* INSTRUCTIONS FOR THE TASK
In the records below, some lines hold the word "folded". Copy each of those lines.

* EXTRACTED MATERIAL

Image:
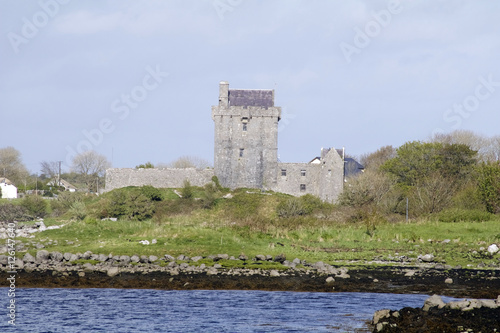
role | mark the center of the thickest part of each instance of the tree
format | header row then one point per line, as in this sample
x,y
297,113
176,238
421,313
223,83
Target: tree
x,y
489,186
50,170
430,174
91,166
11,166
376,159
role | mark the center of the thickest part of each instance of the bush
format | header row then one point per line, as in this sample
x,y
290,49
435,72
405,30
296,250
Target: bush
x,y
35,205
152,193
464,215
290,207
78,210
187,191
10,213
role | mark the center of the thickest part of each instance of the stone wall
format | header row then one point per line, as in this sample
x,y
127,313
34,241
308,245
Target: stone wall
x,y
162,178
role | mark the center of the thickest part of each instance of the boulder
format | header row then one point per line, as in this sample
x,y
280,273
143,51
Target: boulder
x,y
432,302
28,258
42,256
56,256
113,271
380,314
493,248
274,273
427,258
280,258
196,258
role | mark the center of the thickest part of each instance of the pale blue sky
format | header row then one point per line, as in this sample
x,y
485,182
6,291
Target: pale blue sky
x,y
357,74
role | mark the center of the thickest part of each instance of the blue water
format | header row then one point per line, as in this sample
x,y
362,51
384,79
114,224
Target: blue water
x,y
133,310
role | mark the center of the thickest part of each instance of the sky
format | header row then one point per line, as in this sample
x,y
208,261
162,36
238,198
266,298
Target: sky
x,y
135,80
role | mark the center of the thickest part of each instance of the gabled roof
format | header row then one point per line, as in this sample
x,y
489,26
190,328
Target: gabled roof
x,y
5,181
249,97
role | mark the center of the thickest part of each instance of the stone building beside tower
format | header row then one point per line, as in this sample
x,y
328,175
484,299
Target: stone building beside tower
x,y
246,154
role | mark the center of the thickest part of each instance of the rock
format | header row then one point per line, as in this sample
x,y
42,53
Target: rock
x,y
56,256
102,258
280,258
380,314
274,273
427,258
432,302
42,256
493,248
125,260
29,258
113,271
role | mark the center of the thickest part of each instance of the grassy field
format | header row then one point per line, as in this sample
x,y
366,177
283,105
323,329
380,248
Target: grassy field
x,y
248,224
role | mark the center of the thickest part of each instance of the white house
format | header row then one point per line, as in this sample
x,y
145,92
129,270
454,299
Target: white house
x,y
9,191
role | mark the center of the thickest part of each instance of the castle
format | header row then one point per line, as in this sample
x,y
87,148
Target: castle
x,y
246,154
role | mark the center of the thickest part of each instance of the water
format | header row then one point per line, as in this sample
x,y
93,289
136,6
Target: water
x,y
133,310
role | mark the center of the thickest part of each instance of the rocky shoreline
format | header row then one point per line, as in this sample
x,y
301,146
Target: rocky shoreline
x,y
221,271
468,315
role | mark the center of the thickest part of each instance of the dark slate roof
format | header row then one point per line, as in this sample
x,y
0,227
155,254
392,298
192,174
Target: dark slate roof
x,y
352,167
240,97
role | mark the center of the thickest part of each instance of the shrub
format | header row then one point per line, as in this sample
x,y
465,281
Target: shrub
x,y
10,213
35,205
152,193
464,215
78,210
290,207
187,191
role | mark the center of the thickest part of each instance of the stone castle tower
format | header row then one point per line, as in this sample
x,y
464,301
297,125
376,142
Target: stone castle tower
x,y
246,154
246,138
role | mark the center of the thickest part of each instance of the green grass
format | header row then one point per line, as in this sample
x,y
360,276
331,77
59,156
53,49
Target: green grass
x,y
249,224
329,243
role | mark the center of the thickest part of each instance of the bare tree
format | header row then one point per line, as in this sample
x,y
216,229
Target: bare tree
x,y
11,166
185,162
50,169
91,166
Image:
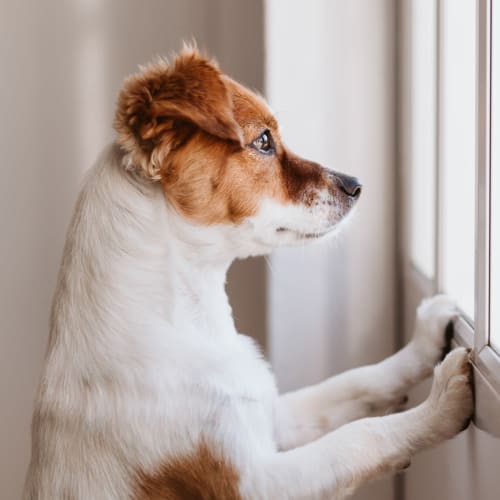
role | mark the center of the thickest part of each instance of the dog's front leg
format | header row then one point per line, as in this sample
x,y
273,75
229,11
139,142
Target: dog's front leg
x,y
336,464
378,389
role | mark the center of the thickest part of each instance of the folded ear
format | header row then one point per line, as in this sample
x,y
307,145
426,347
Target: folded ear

* REPLY
role | mark the center of the thickest part of each instance of the folded ear
Target: folded ear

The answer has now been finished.